EXERCISE REQUIREMENTS: What lines below include the word "surface"? Copy each one.

START DATA EXTRACT

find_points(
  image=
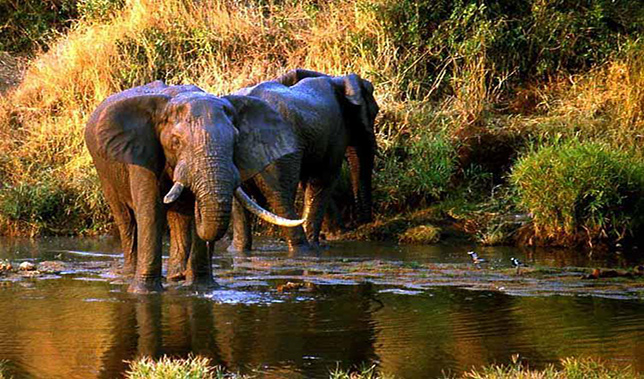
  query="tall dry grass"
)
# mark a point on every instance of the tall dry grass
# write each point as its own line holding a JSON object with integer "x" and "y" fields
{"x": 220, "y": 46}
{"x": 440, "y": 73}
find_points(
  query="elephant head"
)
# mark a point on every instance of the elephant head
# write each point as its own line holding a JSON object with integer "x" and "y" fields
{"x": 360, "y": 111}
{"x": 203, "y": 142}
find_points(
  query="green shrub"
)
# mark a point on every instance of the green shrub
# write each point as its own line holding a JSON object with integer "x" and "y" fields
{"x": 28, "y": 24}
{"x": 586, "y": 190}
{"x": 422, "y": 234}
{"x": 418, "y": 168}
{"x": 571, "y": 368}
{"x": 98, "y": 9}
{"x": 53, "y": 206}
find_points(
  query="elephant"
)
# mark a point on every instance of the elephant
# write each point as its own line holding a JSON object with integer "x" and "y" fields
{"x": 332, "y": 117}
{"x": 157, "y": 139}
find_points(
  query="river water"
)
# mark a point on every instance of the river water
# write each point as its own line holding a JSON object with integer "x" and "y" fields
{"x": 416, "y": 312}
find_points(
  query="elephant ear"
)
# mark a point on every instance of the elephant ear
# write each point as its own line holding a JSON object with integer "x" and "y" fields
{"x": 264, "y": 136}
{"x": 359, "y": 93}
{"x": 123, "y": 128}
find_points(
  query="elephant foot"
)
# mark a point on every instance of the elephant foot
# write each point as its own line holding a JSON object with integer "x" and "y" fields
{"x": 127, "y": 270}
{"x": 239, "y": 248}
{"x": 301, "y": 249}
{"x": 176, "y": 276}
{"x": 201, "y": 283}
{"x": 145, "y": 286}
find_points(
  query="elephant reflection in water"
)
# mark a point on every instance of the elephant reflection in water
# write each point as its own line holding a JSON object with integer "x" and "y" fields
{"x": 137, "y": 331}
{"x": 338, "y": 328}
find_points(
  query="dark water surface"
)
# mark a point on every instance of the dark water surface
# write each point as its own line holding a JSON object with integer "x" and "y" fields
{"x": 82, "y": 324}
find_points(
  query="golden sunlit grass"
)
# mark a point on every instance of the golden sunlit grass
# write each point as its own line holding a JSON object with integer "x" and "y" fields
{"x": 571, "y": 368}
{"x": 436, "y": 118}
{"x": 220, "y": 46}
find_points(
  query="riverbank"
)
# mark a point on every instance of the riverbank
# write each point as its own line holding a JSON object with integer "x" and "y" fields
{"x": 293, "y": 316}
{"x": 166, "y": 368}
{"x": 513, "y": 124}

END DATA EXTRACT
START DATA EXTRACT

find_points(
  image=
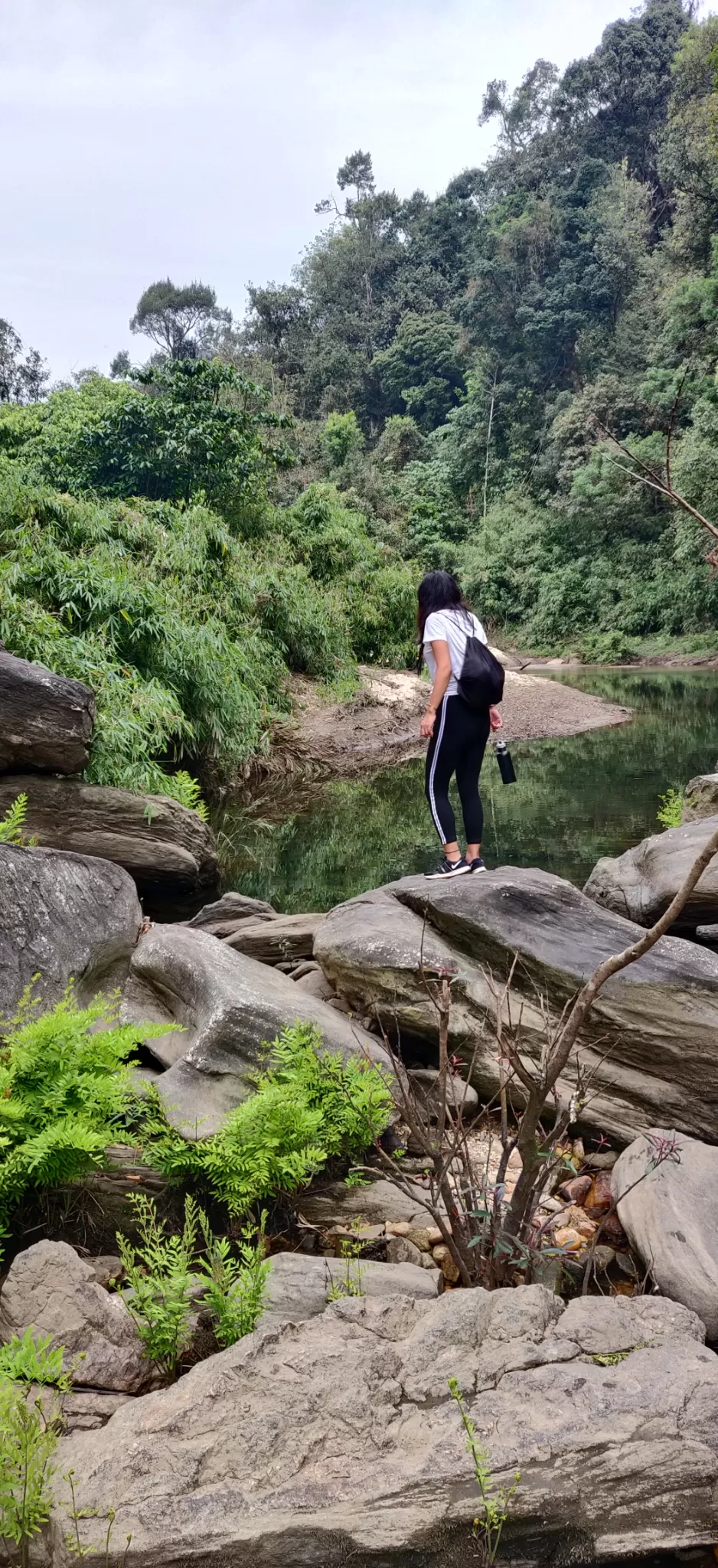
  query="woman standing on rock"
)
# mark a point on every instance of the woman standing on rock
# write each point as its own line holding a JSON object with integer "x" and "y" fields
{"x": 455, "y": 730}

END DATA EXTRACT

OUTPUT OF THE EXERCISE:
  query="dark water surface"
# mark a point on every instance of the dark water surface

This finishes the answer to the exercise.